TASK INSTRUCTIONS>
Show each line of the entries below that contains the string "ground", matching case exactly.
┌──
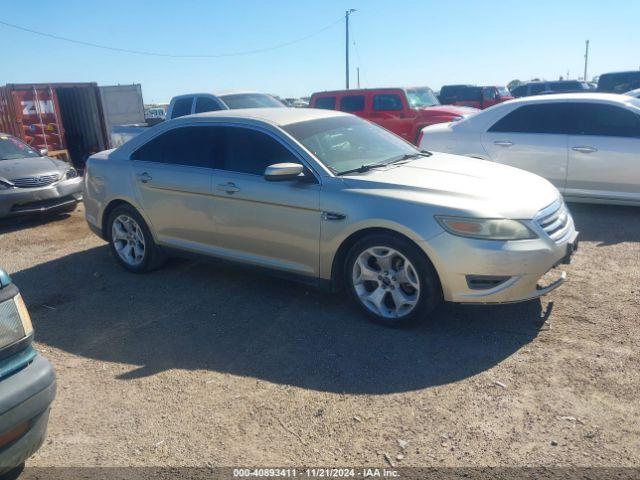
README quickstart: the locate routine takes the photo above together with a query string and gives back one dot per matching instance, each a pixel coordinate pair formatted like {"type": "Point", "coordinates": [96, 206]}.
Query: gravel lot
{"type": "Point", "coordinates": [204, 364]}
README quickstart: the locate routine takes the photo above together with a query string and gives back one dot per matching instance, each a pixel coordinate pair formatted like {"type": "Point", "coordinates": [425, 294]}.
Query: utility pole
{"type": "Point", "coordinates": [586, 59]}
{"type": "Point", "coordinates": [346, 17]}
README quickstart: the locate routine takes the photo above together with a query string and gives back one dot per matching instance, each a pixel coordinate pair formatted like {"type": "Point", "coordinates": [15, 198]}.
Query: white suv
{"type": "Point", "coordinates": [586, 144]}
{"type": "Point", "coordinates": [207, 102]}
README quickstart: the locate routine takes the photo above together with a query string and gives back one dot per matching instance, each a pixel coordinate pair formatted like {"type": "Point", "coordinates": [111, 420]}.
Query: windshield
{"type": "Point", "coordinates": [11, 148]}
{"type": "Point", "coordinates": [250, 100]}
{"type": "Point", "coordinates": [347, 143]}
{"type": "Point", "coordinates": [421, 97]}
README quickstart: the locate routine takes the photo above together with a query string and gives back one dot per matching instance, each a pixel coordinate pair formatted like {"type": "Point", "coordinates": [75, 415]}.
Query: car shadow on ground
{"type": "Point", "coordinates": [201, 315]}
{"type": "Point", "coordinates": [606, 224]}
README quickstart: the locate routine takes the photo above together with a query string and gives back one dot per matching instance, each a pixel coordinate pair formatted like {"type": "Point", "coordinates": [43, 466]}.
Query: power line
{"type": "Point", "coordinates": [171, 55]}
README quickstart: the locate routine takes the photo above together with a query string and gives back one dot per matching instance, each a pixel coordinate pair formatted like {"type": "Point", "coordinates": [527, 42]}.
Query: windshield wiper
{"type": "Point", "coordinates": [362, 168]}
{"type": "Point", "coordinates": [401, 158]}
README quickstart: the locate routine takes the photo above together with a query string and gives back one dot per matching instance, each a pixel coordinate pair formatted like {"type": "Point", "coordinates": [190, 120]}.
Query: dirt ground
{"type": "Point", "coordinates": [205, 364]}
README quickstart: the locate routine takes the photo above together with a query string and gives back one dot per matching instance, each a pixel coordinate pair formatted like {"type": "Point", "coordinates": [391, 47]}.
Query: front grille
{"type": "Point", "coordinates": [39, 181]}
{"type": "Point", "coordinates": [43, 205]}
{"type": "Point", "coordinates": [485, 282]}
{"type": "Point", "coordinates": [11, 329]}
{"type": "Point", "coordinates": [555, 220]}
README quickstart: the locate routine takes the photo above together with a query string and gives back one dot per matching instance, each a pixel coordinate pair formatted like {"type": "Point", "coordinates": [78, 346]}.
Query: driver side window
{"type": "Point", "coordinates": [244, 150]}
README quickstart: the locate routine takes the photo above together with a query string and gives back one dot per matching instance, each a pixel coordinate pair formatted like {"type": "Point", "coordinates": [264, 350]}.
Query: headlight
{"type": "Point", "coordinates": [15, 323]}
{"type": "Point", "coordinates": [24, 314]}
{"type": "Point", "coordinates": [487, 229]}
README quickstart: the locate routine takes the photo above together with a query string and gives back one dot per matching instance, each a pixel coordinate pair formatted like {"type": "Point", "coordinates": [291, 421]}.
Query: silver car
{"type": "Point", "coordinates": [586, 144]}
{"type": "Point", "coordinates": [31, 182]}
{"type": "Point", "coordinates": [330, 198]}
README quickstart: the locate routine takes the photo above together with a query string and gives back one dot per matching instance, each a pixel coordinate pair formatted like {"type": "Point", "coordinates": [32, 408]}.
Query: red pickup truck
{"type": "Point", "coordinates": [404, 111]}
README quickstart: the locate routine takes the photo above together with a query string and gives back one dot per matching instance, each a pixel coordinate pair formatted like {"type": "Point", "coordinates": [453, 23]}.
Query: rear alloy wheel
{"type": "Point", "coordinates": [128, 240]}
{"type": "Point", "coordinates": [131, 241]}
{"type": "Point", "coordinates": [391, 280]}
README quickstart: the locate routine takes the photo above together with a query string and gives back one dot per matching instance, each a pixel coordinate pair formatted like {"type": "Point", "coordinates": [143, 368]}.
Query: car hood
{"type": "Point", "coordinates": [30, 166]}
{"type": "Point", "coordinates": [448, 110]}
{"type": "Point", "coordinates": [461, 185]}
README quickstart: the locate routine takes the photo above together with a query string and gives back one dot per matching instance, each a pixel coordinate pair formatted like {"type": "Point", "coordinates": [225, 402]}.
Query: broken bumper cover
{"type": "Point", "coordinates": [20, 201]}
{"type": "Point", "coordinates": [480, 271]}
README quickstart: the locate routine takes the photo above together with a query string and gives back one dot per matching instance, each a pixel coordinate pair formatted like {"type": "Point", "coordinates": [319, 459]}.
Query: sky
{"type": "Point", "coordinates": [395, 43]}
└──
THE RESPONSE>
Query: car shadow on ground
Query: dirt ground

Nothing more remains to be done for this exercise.